» **Listing**
--- begin ---
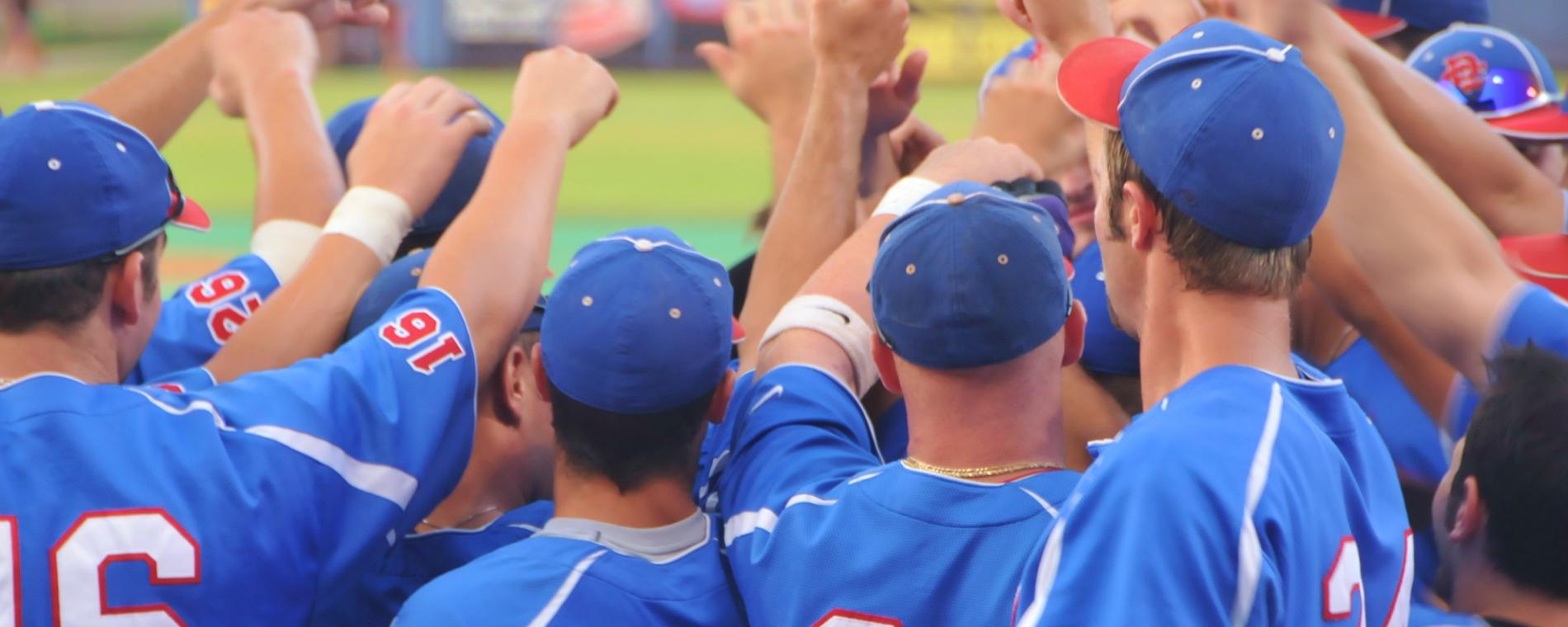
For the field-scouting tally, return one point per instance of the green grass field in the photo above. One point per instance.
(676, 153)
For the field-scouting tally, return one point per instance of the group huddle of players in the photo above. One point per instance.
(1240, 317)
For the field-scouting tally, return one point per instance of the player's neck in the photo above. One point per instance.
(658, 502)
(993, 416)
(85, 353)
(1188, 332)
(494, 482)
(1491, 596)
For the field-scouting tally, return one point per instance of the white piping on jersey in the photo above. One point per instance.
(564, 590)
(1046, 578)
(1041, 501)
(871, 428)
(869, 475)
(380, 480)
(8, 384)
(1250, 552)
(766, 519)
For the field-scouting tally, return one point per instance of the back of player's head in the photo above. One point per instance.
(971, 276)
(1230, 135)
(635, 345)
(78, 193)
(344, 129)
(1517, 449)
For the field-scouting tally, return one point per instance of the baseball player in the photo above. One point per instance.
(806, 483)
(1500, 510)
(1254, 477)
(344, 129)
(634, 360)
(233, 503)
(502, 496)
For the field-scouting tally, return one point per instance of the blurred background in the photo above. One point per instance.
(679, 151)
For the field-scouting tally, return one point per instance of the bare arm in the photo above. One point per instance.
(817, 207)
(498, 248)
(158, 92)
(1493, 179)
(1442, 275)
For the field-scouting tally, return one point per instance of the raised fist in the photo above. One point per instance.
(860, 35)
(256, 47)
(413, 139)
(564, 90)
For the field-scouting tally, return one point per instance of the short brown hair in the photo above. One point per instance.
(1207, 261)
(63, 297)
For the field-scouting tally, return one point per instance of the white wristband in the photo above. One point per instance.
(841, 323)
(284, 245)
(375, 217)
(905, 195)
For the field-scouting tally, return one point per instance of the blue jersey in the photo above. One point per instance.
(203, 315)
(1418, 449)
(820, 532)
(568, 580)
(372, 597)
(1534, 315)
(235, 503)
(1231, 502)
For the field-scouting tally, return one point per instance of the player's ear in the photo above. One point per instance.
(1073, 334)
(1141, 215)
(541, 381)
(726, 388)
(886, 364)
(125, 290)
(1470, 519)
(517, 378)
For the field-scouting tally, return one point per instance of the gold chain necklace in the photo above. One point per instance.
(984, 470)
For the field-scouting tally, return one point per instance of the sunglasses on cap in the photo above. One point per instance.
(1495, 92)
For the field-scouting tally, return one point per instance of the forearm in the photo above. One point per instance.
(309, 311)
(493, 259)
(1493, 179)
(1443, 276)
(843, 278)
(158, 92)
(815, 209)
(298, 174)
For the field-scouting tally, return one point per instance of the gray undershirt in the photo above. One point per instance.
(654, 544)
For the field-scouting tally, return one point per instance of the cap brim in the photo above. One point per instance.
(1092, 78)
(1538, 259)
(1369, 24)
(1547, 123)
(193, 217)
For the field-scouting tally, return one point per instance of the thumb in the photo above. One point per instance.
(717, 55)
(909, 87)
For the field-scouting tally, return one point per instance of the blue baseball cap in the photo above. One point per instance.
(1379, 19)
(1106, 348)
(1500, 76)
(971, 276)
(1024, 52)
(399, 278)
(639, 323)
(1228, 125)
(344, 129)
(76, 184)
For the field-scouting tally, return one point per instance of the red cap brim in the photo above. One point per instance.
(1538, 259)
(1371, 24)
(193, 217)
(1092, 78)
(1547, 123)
--- end ---
Print all of the material above verbatim, leaving out the pictures.

» **Output of the exercise**
For the field-scouting tally, return one point per instance of the green grass field in the photo above. One point per instance.
(676, 153)
For the field-scouting tally, return one point per instance of the group huddle of players in the photo above. One point per instance.
(1240, 317)
For the field-scouting tally, return one point per instance of the player's neck in the photo above. One point per instance.
(658, 502)
(993, 416)
(85, 353)
(1188, 332)
(494, 482)
(1491, 596)
For the field-scouting tally, return one point per instance of the white piping on jersey in the photo above. One point per instance.
(564, 590)
(1046, 578)
(1041, 501)
(871, 428)
(869, 475)
(380, 480)
(8, 384)
(1250, 552)
(766, 519)
For the field-scouting tally, return one point per instance of the back of player's head in the photo above. One point per instance.
(971, 276)
(1230, 135)
(635, 345)
(78, 193)
(344, 129)
(1517, 449)
For the field-scouting tally, return one point per instance of the baseball player in the photo above. One point per instance.
(806, 483)
(1500, 510)
(1254, 477)
(344, 129)
(634, 360)
(233, 503)
(502, 496)
For the field-scouting tally, return one point per instance of the blurred background in the photo above. One point per instance.
(679, 151)
For the field-scouting tally, return one point per instance of the bare arm in the photo above. One point per instance.
(817, 207)
(498, 248)
(158, 92)
(1493, 179)
(1442, 275)
For the field-scouting tally, return one point per instance of the raised fist in the photo above. One point per instance.
(860, 35)
(256, 47)
(413, 139)
(564, 90)
For the field-scouting tally, return one point per instance of the short brown hair in the photo above. One point per instance.
(1207, 261)
(63, 297)
For the field-scouting tally, return one point per instance of the white wristband in the photo above. One point per instance.
(841, 323)
(284, 245)
(375, 217)
(905, 195)
For the field-scouting tally, return one point per instance of the blue jersey in the photo above. One point per instance.
(203, 315)
(1418, 449)
(820, 532)
(568, 580)
(372, 597)
(1534, 315)
(235, 503)
(1231, 502)
For the field-scouting tally, return one point per instance of the player's ear in the photo above. One point per instance.
(1073, 334)
(1141, 215)
(541, 381)
(726, 388)
(886, 364)
(125, 290)
(1470, 519)
(517, 378)
For the field-scouting tally, return one point per instance of the gold chain necklace in the photo above. One point per instance.
(984, 470)
For the field-scouting tally, return one point per instance of the sunglasses on cap in the photo above. One point per instance.
(1495, 92)
For the field-scouting tally, return one point per instance of the forearm in the photo above. One point per instance.
(309, 311)
(493, 259)
(1493, 179)
(1443, 276)
(843, 278)
(158, 92)
(815, 209)
(298, 174)
For the field-scouting tally, return one point per instance of the gray undershirt in the photo above. One point per instance.
(654, 544)
For the field-scouting tally, return one point per instance of the cap brim in the photo above. One point per instance.
(1092, 78)
(1538, 259)
(1369, 24)
(1547, 123)
(193, 217)
For the field-scouting tally, return one point per instance of the thumb in the photo above. One point per instance.
(717, 55)
(909, 87)
For the field-scouting tally, return one point per instance of the blue baseball cap in the photo above. One point per instance.
(1379, 19)
(1106, 348)
(1500, 76)
(971, 276)
(1024, 52)
(399, 278)
(639, 323)
(1228, 125)
(344, 129)
(76, 184)
For the field-scouting tally, return one point per instance of the red cap brim in the photo above. One point per instance.
(1538, 259)
(1371, 24)
(193, 217)
(1092, 78)
(1547, 123)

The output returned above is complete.